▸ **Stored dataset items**
******

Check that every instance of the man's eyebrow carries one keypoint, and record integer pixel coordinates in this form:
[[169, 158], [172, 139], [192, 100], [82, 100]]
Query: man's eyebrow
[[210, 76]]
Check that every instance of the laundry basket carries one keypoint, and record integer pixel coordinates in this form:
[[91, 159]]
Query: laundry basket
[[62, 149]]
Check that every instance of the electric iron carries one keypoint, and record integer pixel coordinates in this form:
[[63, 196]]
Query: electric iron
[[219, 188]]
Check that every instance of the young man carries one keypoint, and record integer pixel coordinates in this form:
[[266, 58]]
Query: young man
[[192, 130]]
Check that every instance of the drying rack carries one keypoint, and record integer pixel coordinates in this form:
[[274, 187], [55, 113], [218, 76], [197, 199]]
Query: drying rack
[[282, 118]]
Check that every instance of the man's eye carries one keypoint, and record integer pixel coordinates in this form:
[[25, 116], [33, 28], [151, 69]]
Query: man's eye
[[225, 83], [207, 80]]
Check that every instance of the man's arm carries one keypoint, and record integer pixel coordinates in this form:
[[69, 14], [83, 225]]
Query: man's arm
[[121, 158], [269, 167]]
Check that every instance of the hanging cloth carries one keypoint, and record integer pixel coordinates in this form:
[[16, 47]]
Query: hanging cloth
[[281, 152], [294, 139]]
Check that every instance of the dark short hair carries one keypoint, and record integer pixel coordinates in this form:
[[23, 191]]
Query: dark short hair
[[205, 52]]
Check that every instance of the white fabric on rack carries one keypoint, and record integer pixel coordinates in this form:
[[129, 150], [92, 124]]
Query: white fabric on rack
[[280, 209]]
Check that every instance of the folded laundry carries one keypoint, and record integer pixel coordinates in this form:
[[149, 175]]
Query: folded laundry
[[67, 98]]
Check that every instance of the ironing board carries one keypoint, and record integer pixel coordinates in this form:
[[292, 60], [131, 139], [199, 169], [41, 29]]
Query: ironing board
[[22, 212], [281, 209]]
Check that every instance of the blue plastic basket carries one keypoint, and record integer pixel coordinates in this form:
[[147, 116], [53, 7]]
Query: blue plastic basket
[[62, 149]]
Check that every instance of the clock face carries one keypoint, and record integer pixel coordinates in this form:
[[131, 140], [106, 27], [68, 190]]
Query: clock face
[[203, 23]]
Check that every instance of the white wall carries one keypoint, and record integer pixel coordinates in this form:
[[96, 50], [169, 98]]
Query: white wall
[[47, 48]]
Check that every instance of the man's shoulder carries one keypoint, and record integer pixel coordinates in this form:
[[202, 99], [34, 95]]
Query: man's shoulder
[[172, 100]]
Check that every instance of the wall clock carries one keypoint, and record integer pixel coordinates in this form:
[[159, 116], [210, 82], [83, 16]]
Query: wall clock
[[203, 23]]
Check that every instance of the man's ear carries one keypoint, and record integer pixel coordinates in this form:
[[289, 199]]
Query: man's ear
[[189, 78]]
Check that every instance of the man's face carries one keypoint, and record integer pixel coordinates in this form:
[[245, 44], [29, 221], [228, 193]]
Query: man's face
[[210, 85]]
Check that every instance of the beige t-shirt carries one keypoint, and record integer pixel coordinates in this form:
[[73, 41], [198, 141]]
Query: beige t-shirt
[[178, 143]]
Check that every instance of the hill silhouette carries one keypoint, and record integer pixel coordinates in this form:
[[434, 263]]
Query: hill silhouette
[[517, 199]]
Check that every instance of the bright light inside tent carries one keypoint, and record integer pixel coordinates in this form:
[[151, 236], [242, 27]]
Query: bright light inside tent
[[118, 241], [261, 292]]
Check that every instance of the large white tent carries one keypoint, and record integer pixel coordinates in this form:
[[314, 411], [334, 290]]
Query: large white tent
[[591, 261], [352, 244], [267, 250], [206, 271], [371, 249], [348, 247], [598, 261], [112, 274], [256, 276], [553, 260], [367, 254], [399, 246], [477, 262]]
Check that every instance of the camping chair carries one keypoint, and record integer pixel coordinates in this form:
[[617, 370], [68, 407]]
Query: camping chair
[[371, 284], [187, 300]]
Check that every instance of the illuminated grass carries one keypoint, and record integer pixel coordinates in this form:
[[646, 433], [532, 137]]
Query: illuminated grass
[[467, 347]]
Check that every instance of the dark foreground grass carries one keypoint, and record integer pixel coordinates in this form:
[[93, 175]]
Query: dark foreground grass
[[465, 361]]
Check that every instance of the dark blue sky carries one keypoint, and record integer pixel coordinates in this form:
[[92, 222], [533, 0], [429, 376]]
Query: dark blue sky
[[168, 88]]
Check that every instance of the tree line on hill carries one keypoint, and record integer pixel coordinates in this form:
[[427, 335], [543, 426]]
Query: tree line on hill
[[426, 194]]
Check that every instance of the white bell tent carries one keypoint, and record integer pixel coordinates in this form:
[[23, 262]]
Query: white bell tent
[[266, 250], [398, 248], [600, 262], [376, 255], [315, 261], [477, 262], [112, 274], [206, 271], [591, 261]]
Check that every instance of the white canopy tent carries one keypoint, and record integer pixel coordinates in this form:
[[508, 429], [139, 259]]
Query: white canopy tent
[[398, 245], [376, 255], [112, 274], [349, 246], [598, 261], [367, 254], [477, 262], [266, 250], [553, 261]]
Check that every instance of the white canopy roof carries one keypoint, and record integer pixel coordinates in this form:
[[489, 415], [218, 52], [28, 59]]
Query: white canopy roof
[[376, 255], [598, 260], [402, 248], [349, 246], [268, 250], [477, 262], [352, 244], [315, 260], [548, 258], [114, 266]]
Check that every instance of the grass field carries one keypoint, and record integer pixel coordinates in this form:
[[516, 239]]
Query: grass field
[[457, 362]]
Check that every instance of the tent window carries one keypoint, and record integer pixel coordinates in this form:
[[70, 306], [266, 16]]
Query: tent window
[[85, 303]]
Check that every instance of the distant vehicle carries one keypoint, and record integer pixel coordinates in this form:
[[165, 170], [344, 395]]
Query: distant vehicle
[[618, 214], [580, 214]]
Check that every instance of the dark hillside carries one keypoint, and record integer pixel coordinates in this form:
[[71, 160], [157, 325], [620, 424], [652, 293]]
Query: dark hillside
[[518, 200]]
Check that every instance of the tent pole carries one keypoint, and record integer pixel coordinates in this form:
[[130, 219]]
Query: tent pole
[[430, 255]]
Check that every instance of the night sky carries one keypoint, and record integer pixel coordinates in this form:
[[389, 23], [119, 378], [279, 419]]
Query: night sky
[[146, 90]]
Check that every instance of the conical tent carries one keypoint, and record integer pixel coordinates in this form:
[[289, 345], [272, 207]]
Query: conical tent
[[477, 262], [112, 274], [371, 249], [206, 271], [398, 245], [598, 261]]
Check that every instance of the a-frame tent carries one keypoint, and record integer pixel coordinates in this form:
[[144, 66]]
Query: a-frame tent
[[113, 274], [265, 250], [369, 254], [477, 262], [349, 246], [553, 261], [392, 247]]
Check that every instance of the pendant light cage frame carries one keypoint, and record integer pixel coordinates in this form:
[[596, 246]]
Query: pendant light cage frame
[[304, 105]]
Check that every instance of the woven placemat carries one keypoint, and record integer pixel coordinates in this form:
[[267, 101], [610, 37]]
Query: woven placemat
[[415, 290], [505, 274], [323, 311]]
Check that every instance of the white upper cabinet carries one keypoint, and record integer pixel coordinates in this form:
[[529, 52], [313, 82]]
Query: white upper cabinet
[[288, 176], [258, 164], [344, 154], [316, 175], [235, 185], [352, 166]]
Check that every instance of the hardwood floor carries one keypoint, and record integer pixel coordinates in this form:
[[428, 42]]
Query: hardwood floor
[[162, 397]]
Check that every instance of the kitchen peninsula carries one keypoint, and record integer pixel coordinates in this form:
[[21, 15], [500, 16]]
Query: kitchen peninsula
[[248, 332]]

******

▸ **What to do**
Render the stretch of the records above from the line containing "Check that every instance of the man's arm" through the line containing "[[121, 158], [269, 167]]" as a Markdown table with the columns Row and Line. Number each line in Row and omit blank lines.

▸ **Result for this task**
| Row | Line |
|---|---|
| 1 | Check that every instance of the man's arm carries one keypoint, and record integer pixel coordinates in this form: |
| 2 | [[69, 14], [83, 225]] |
| 3 | Query: man's arm |
| 4 | [[121, 158], [269, 167]] |